_TASK REQUIREMENTS_
a – In the excerpt about TV actors, in what year did Silverman host an episode of "SNL"?
b – Return the passage of the excerpt about TV actors between "The Walking Dead killed" and "Rick’s family safe.", inclusive, word for word.

Unlike most people who are fired after only one season on “SNL,” Silverman later returned to Studio 8H as a host. She helmed an episode in 2014, and she told GQ that the show nodded to her history as a monologue ringer. “I took questions from the audience, and all the questions were me from 1994, asking questions,” she said. “It was kind of awesome, because it was like the sweet, little innocent girl asking me questions, and it was me from so long ago.”

The Walking Dead killed off Jon Bernthal twice

“The Walking Dead” was known for its shocking cast exits, as the showrunners had no problem killing off beloved characters with little warning. One such character who got brutally cut was Jon Bernthal’s Shane Walsh. He’s a longtime friend of Rick Grimes (Andrew Lincoln) from before the zombie apocalypse, and the two link back up to discover that Shane has tried to keep Rick’s family safe.

_ENTRIES SHOWN_
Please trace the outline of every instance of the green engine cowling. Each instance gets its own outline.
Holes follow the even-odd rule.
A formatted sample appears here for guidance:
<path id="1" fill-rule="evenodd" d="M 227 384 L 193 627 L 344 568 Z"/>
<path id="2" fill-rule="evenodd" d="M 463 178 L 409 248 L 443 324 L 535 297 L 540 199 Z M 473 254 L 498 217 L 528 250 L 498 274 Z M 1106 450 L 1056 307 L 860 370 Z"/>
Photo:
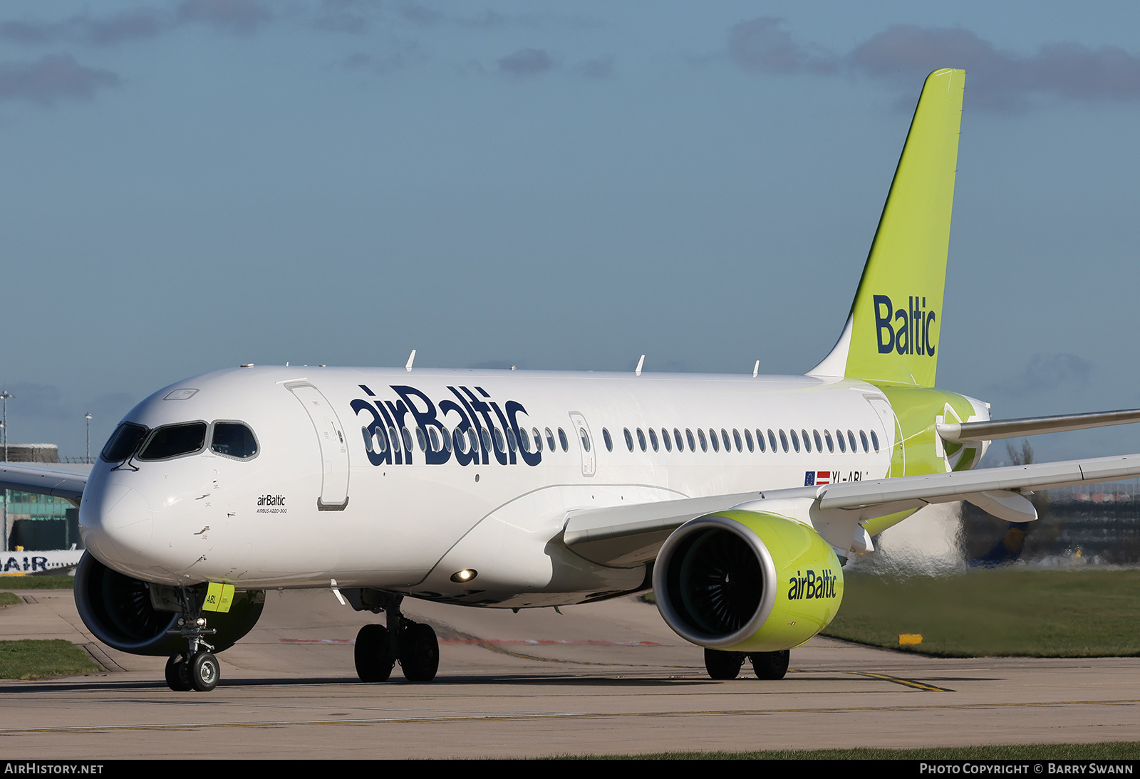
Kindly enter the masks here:
<path id="1" fill-rule="evenodd" d="M 823 630 L 844 598 L 839 558 L 809 525 L 759 511 L 692 519 L 653 567 L 661 616 L 702 647 L 780 651 Z"/>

_EXPECTED OUTPUTS_
a – 2014

b –
The Walking Dead killed off Jon Bernthal twice

“The Walking Dead” was known for its shocking cast exits, as the showrunners had no problem killing off beloved characters with little warning. One such character who got brutally cut was Jon Bernthal’s Shane Walsh. He’s a longtime friend of Rick Grimes (Andrew Lincoln) from before the zombie apocalypse, and the two link back up to discover that Shane has tried to keep Rick’s family safe.